**What you have to do:** Copy verbatim the lines of the items starting at the line containing "Outline the pantheon" and ending at the line containing "25,88 -> 384,337", with both of those lines included.

**Dataset excerpts:**
** begin **

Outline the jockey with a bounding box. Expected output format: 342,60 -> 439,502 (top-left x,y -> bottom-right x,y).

** end **
** begin **

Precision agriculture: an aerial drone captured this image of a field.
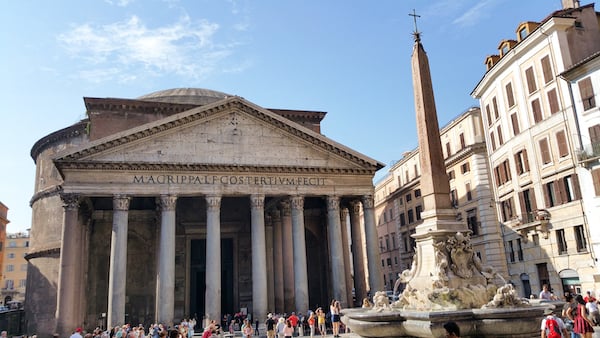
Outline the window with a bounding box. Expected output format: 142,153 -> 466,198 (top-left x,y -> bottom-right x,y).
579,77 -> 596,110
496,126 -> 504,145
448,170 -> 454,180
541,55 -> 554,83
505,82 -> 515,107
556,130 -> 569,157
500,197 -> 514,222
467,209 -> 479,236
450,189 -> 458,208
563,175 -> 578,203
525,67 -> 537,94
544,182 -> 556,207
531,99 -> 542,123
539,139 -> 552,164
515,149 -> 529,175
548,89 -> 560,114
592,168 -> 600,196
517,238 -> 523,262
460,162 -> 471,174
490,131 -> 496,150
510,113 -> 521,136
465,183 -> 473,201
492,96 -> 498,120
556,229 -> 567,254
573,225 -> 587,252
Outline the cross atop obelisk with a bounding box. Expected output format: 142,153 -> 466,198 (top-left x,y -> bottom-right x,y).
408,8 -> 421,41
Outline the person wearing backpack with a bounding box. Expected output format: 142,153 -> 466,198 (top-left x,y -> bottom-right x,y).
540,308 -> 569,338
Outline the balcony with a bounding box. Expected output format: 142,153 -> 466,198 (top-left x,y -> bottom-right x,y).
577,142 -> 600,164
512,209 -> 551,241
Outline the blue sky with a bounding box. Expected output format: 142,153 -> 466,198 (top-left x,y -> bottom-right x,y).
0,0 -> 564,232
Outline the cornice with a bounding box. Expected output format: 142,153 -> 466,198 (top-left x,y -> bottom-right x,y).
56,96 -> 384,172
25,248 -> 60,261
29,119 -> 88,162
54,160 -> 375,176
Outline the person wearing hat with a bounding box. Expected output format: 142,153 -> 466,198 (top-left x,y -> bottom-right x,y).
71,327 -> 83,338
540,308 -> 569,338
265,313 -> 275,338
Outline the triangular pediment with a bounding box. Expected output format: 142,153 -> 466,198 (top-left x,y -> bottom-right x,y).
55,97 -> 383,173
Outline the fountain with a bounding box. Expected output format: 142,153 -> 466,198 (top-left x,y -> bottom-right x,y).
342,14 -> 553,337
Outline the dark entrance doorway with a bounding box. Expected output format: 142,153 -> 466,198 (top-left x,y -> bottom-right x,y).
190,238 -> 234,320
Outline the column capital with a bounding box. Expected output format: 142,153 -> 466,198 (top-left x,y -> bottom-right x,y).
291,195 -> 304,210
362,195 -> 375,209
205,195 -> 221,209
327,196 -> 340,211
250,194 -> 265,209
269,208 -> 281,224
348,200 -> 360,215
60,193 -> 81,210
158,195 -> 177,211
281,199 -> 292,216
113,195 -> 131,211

** end **
** begin **

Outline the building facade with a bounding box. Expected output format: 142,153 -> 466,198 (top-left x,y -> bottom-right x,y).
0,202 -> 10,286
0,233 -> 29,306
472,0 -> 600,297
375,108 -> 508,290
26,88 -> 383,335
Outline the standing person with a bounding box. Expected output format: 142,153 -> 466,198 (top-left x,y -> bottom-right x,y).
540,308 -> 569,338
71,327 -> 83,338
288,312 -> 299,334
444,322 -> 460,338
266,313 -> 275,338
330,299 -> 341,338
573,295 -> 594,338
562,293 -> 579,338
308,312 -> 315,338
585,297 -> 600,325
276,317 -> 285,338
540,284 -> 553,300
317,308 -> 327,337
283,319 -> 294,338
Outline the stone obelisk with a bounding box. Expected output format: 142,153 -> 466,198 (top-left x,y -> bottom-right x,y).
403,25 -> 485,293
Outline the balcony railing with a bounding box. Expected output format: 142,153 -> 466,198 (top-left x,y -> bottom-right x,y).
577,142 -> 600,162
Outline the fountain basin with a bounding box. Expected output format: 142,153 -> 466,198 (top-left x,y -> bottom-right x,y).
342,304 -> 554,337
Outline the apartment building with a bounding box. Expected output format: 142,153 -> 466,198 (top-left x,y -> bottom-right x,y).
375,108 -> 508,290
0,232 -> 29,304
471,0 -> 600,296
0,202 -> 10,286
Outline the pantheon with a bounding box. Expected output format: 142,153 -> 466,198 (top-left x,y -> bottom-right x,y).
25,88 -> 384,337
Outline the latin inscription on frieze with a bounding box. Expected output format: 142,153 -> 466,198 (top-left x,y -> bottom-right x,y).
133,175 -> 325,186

** end **

**Solution for this task:**
Outline the pantheon with a bounding box. Expected output format: 142,153 -> 466,198 (top-left x,y -> bottom-right x,y).
25,88 -> 384,337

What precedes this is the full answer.